### Exercise directions
Print a faithful copy of the data below, word for word, with the pictures left out.

/---

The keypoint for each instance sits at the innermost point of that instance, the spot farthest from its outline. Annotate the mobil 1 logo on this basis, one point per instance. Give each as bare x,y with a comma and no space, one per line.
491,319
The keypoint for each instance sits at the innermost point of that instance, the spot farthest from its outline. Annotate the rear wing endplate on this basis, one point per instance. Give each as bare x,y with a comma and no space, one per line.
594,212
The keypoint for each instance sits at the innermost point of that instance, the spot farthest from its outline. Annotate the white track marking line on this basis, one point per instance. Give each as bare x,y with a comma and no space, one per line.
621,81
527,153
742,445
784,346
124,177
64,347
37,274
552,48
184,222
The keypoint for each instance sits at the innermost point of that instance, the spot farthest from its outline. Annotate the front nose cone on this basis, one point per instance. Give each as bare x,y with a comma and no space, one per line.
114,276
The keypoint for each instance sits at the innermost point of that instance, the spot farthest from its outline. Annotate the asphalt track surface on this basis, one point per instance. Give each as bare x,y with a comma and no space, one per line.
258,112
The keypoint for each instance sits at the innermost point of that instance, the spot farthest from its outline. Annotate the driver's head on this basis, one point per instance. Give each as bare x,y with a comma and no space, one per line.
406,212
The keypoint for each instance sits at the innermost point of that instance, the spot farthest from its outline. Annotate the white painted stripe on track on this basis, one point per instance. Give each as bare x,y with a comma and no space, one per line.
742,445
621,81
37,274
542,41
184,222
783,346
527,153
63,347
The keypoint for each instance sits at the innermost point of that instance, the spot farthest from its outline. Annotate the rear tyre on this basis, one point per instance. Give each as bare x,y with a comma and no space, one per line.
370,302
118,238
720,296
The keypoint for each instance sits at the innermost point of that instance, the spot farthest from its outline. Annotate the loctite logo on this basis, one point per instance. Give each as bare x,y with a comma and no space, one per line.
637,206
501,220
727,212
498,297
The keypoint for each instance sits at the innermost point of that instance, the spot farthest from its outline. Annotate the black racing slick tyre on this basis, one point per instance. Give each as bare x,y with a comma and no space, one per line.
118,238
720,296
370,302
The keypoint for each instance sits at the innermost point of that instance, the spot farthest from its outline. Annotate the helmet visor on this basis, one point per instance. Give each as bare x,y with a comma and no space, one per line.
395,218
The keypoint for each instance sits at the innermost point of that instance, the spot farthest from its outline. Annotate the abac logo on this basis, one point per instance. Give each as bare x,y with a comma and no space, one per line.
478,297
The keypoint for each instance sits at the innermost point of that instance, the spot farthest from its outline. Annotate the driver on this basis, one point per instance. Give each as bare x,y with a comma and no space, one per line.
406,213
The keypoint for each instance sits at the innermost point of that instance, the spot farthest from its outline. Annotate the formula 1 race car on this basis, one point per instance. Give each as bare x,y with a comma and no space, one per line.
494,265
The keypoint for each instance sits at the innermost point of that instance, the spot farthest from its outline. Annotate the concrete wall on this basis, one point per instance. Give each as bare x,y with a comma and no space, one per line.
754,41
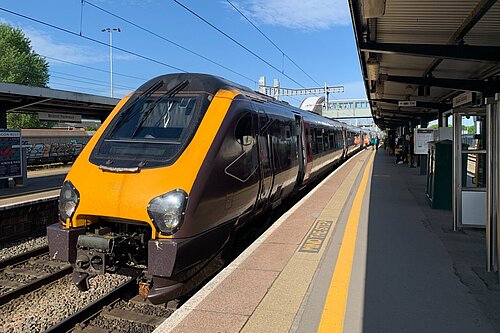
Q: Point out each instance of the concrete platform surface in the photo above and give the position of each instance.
(403, 270)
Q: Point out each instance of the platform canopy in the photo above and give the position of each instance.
(427, 52)
(19, 98)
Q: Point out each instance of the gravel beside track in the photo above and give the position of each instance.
(47, 306)
(12, 249)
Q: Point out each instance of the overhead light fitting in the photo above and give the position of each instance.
(373, 68)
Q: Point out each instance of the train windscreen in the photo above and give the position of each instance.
(151, 131)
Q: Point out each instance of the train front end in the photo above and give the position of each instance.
(125, 204)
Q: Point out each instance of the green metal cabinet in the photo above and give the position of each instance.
(440, 174)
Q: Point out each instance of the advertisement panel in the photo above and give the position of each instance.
(422, 138)
(10, 153)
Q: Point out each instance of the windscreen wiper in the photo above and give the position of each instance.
(169, 93)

\---

### Written answer
The keypoint for each instance sits at the innermost point of that instance, the spot farthest from its outline. Annotate the mobil 1 logo on this basis, one point per instance. Give each as bare x,y with a comma and no space, one per line.
491,319
The keypoint for each instance sits at the innermost point of that instance, the spot farthest from its outline. Annotate the rear wing endplate on this basis, one point per instance. Give each as bare x,y with a comma and no space, one per line.
594,212
The keypoint for each instance sits at the innermost point of that instance, the spot farthest from its outline. Annotate the white track marking line on this basis, one point per instance. Give each as bare x,y with a comma and no space, one per line.
621,81
527,153
742,445
784,346
124,177
64,347
37,274
552,48
184,222
The keypoint for each instance sits at the innermost point of that instance, the spot farthest from its outline. Annotate the front nose cone on this basis, one point per instance. Give each as bare x,y with a comma and no space, one per line.
114,276
The keypoint for each instance sits at the innermost point of that instance, the spot farthest from its outline. Annotate the asphalt track surface on this basis, one point per instance. Give each as bare x,y with a comma and no space, one per line.
258,112
The keypoint for each instance sits at the innermost point of that instance, the spot farthest from its outline. Annotate the driver's head on this basis, one point per instance. Give each as bare x,y with a comma and no space, one per line.
406,212
The keypoint for each instance sits at the innermost point of that instance, the spot farthest from its outline. Annotate the white painted stripe on track on this basis, one point per instance. Give each as bare x,y with a comma and no space, one per line.
742,445
621,81
37,274
542,41
184,222
783,346
527,153
63,347
The keypoint for each instance sits at the innermost point of that instance, the spot farthest from its outline. Annotate the rear tyre on this basis, one point per instance. Give each as bare x,y with a comma and no space, one per line.
370,302
118,238
720,296
The keypoint for each instance sits at the innermost point of that instance, the spot farthest from its outline. Annotate the loctite logo on this basis, one point per instance. Give each as bare x,y with a comma and no space, one per line.
637,206
501,220
727,212
498,297
The keypoint for each instance sits at the innermost point of that instance, the spot farthest from its outline. Annotate the black racing slick tyre on this basis, one point per instance. Give each as bare x,y with a comma and no space, one per line.
118,238
720,296
370,302
The keypoint for each instance sits at the innermost point of that instance, the spot farthest from its outline. Annotate the helmet visor on this basis, one point per instance. Give each as bare x,y with a comma and no space, one per line.
395,218
The keypoint for each instance sits at the innermost point of that instance, the spot farthest from its outline. Annotate the abac logo on this basis, one point per instance. Give each as bare x,y with a comma and no space, one per line.
478,297
The keypoint for each instance sits at the innermost point of that instance, the spot farthest from its outline. Annotate the driver on this basis, one point per instance. Give each as bare x,y with a comma and no space, one per line.
406,213
The keypoint for each instance sits at the innermost point of that instance, the spot farthest from its outline. Annotate the formula 1 race car on this basis, one point per instance. Give each as bare x,y with a comma and no space, one per line.
494,265
The keypoint for each instance sits at the innermost point of that instance, the spot farthest from its outline. Annotate the concrete wall on this basis, one point per instance. Give each as bare x,y with a comma and no space, one per line.
754,41
Q: Point out each instance of the concrete platform surface in the photo above and give the position of each instance.
(403, 270)
Q: Point out each instance of the platform canopy in the photo above and give the position of each instance.
(427, 52)
(19, 98)
Q: Point out each instance of the gravel beside track in the photo above and give the position of each instance.
(47, 306)
(12, 249)
Q: Point out each instance of the overhead light fitting in the photo above and give the position of each instance.
(373, 68)
Q: Point out each instance of the train windscreen in the photo above and give the position of each instance.
(151, 131)
Q: Point out each instance of the train front end in the photo above and give the position of each instance.
(125, 204)
Q: Point out each instance of the green metal cabinet in the photo above and give the position of each instance.
(440, 174)
Q: Point out each instance of the advertisement panel in the photo above and give the position of each instance.
(422, 138)
(10, 153)
Q: Point out each instance of the windscreen wiper in the photo above and give the position of each instance.
(169, 93)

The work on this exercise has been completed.